#### [Aim]
Rewrite each row below with "Objective" replaced by "Goal", leaving all other text unchanged. Omit the pictures from your answer.

#### [Record extracts]
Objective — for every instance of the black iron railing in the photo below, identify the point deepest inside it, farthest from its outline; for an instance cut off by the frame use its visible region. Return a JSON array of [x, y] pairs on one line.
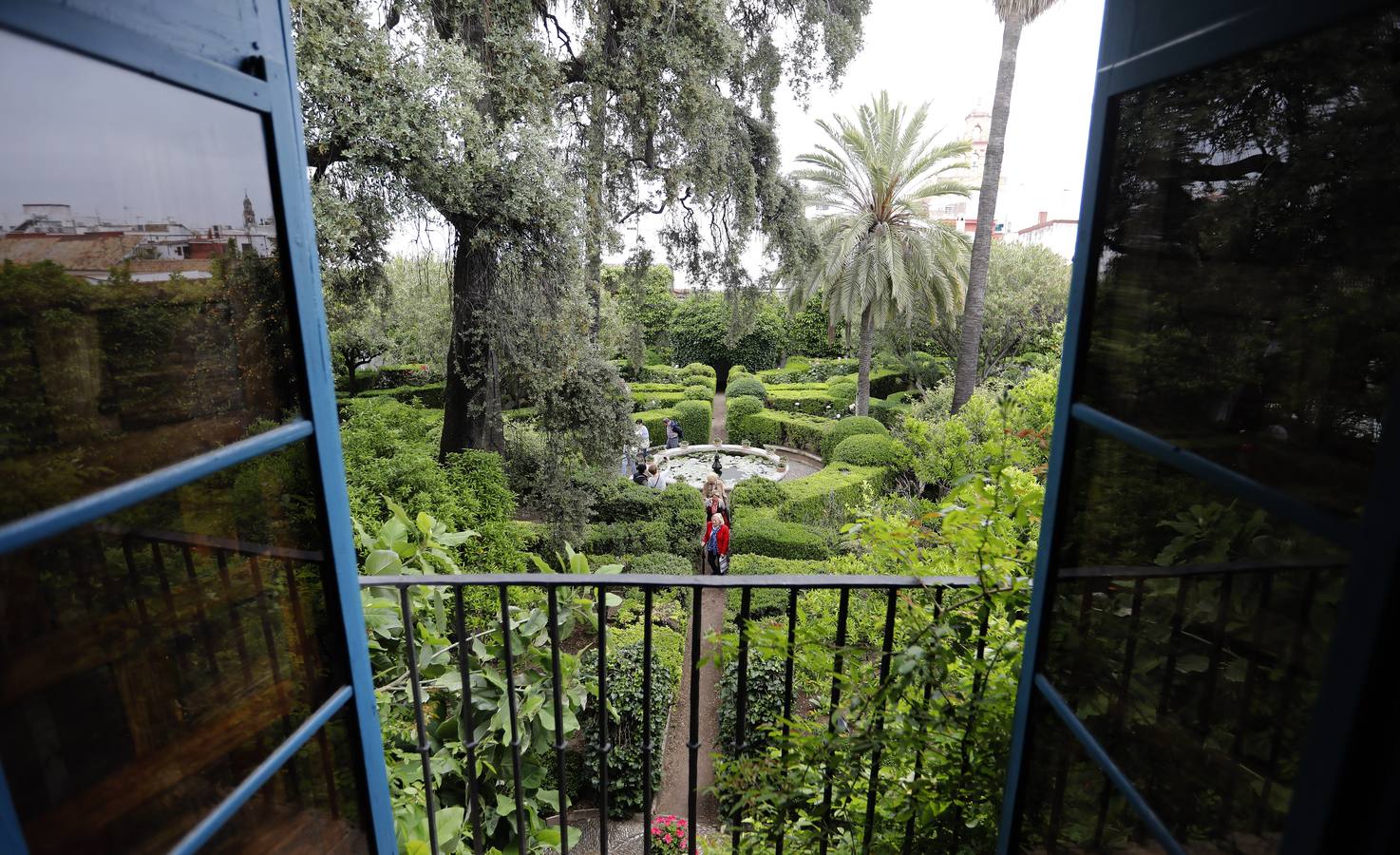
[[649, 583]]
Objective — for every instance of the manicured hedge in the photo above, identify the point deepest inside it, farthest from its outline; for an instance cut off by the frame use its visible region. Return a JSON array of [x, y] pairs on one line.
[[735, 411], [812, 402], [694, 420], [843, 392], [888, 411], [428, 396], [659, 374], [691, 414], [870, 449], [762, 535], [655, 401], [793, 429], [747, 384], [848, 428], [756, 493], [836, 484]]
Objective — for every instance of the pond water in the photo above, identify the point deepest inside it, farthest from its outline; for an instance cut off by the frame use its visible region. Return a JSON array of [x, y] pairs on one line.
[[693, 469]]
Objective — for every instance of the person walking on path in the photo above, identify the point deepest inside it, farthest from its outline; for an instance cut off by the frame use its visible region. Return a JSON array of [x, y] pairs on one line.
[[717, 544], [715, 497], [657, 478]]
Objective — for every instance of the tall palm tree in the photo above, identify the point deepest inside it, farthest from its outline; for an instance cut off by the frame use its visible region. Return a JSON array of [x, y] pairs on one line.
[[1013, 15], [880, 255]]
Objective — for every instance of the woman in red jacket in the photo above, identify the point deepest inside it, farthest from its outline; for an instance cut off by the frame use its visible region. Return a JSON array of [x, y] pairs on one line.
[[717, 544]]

#### [Result for this task]
Goal — for every instance of the black iron railing in the photo below, identify the point deepest inside it, farthest from its outline; for an instance cut off by the frame use its visible region. Return a JSON array of [x, y] pairs on one line.
[[649, 583]]
Goal — for every instance of the manicured hedge in the photo above, identify the point deepest inside it, farthest from its outline; for an instance cut off by the frame use its visible region. Return a JSON array of [x, y] pairs on one line.
[[735, 411], [812, 402], [694, 420], [843, 392], [888, 411], [428, 396], [659, 374], [691, 414], [870, 449], [762, 535], [655, 401], [793, 429], [747, 384], [848, 428], [756, 493], [836, 484]]
Goal — for every instance of the pond water in the photo above, identify the point deepest inside it, farthest from its outline; for an instance cut off by the frame use its visible region. Return a JSON array of [x, y] pairs on one line.
[[693, 469]]
Goal — for every instance of the person walking on path in the photo above, identify the point deepest inside it, farthest from its outline; for an instance cut off by the frame use its visible region. Return a JSON array of [x, y] pairs on one line.
[[717, 544], [715, 497], [657, 478]]
Goal — for every instance of the tall palm tree in the photo above, identify the point deepest inside it, farthest from its outline; for an instance cut off by the frame use its visible region. Return a JSON array of [x, y] pairs on one line.
[[1013, 15], [880, 255]]
Goal — for every instance of the woman in red jacket in the photo above, identify the point deepest inside it, farthest from its outline; for an instance cut off by the frame use its visible region. Return a JSON array of [x, y] pairs on one line.
[[717, 544]]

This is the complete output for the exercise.